Asumsi ini diambil dengan alasan, pertama, tidak ada pertentangan akal dan
wahyu. Kedua, tidak ada pertentangan wahyu dengan realitas yang berupa
kebenaran informasi dan rasionalitas penetapan hukum.
6.
Allah telah
meninggikan posisi akal, maka saya pun menempatkannya pada posisi yang
semestinya menurut Shahrur. Menurutnya, ia lebih menghormati akal pembaca dari
pada gejolak emosinya.[8]
Dari
prinsip-prinsip pemikiran dan pemahaman yang ada di atas, Shahrur mendapati
bahwa pemikiran Islam secara mendasar itu memiliki karakter yang universal.
C.
Teori Batas
(Theory of Limits)
Hasil penelitian yang dilakukan oleh Shahrur telah melahirkan sebuah
teori yang aplikatif, yakni nadzaraiyyah al-hudud (theory of limit/teori
batas). Teori ini terdiri dari batas bawah (al-hadd al-adna/batas
minimal) dan batas atas (al-hadd al-a’la/batas maksimal).
Sebelum menjelaskan teori tersebut, dan agar kita dapat mengetahui
pesan hukum Islam, maka harus kita pahami perbedaan mendasar pada hubungan dua
konsep yang saling bertentangan, tapi saling melengkapi, yaitu istiqomah (strightness)
dan hanifiyyah (curvature). Dan perlu dicatat, menurut Shahrur,
terjemahan dua istilah ini dalam bahasa inggris tidak mendapat padanan yang
sesuai sebagaimana dipahami secra tradisional, tetapi agaknya dipahami oleh
Shahrur berdasarkan istilahnya sendiri. Ia menyimpulkan bahwa hanifiyyah
adalah istiqomah yang menjadi sifat dari kelurusan atau mengikuti jalan yang
lurus itu.[9]
Dan istilah ini merupakan bagian tak terpisahkan dan membentuk pola
hubungan yang saling melengkapi dalam risalah. Kelengkungan (hanifiyyah),
menurutnya adalah sifat dasar alam, dengan maksud bahwa hal ini juga bagian
dari sifat fitrah manusia. Hukum alam bendawi menyatakan bahwa benda-benda tidaklah
bergerak benar-benar lurus, tetapi cenderung mengikuti garis lengkung. Gerakan
yang terjadi di alam, umpamanya, digambarkan sebagai lengkungan. Semua benda,
mulai dari elektron terkecil sampai dengan galaksi terbesar bergerak mengikuti
garis lengkung. Sesuai dengan pandangan Shahrur terhadap alam ini, hukum kelengkungan
(curvature/hanifiyyah) dilihat sebagi representasi dari sifat gerak tidak
lurus. Begitu pula kebiasaan, adat, dan tradisi sosial yang cenderung hidup
harmonis sesuai dengan tingkat kebutuhan dalam suatu masyarakat. Di lain pihak,
memang kebutuhan-kebutuhan ini juga cenderung berbeda antara yang satu dengan
yang lainnya, atau bahkan dalam masyarakat itu sendiri.
# # #
» Instruksi Tugas 1: Tolong tampilkan kembali tanpa perubahan baris-baris catatan di bawah, mulai dari baris yang memuat "Put a point on every instance of the white wall." hingga baris yang memuat "[(134, 400)]", termasuk kedua baris tersebut.
Teks di atas dan catatan sesudahnya adalah dua bahan yang terpisah.

» Data:
# # #
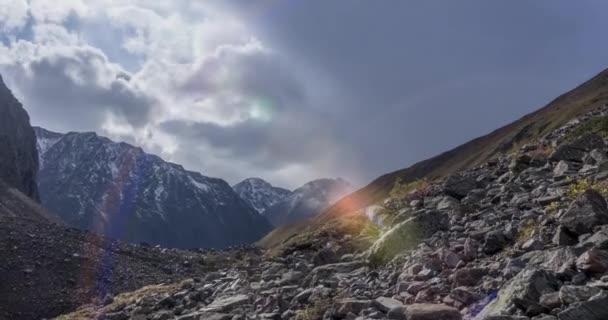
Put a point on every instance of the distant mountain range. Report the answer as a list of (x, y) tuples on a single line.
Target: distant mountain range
# # #
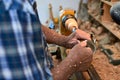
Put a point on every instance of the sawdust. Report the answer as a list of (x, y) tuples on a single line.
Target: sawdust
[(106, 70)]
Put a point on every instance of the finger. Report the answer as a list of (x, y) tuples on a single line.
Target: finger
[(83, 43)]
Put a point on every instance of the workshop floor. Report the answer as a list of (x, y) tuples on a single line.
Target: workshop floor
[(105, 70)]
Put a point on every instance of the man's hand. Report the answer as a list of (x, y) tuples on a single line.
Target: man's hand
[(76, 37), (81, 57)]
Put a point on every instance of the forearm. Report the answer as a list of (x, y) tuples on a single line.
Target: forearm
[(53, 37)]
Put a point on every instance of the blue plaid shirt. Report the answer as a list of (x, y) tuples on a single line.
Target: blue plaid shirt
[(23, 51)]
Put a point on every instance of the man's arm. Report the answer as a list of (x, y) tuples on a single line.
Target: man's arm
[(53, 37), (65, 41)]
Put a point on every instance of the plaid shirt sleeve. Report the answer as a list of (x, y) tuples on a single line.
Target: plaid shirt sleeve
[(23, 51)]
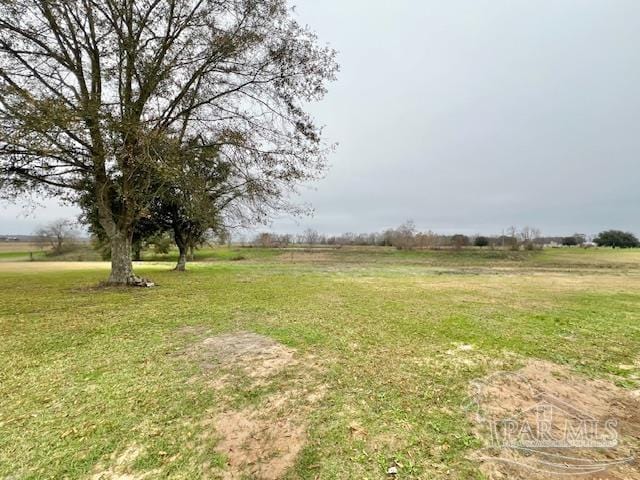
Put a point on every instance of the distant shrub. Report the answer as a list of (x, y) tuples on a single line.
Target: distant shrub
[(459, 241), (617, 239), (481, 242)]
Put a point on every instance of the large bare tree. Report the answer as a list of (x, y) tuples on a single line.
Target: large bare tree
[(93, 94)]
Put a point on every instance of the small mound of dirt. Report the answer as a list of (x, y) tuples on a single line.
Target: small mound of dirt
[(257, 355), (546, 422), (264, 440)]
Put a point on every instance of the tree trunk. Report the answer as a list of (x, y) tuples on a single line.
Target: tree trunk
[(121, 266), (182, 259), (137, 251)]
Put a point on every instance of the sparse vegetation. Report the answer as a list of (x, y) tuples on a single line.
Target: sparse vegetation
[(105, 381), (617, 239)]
# # #
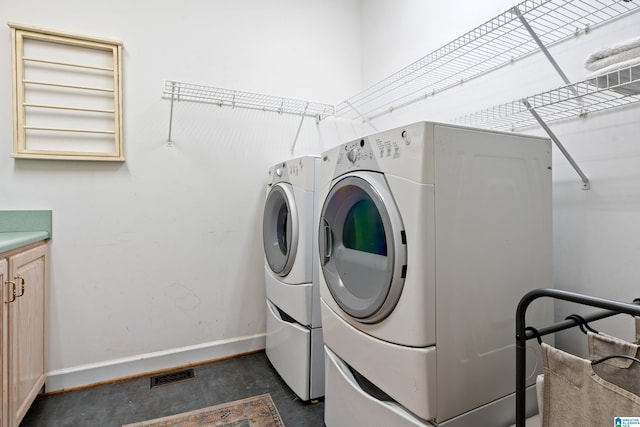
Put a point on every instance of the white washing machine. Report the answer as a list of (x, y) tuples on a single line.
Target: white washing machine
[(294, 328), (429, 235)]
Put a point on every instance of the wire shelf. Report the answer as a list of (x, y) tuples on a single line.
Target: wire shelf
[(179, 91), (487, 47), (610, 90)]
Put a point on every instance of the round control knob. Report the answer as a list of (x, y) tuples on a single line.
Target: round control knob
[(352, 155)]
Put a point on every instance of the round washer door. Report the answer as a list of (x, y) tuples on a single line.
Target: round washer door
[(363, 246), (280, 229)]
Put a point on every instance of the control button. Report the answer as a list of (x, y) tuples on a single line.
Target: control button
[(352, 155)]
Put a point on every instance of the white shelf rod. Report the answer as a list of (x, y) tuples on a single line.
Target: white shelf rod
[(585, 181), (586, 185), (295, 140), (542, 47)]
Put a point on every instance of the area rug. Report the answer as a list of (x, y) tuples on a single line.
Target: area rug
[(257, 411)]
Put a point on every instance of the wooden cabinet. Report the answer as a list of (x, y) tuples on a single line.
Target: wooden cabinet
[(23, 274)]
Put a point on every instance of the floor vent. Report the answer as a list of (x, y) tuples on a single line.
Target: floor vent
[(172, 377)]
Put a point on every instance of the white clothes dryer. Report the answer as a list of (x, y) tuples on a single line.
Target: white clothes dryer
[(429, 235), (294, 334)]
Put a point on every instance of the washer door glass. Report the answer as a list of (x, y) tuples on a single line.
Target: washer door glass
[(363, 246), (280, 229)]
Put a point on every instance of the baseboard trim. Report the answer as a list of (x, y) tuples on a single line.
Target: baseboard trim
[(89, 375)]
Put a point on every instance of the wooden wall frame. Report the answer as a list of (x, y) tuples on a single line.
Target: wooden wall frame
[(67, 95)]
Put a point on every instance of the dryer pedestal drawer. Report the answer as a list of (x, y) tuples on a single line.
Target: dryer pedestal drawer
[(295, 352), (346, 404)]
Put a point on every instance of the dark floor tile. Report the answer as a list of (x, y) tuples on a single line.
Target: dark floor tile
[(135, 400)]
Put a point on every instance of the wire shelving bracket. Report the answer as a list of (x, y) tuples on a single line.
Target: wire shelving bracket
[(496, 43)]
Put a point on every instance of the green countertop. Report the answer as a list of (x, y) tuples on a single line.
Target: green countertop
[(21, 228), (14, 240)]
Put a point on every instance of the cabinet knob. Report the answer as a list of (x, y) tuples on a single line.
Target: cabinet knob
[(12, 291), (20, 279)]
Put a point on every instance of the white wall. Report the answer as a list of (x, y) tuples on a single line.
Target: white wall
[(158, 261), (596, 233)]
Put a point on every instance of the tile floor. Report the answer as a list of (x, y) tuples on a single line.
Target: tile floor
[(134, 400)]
# # #
» Instruksi Tugas 2: Kembalikan salinan persis bagian teks tentang pemikiran Shahrur, dari "Sebelum menjelaskan teori" sampai "yaitu istiqomah (strightness)".

» Penyelesaian Soal 1:
Put a point on every instance of the white wall. Report the answer as a list of (x, y) tuples on a single line.
Target: white wall
[(158, 261), (596, 233)]
Put a point on every instance of the tile floor. Report the answer as a list of (x, y) tuples on a single line.
Target: tile floor
[(134, 400)]

» Penyelesaian Soal 2:
Sebelum menjelaskan teori tersebut, dan agar kita dapat mengetahui
pesan hukum Islam, maka harus kita pahami perbedaan mendasar pada hubungan dua
konsep yang saling bertentangan, tapi saling melengkapi, yaitu istiqomah (strightness)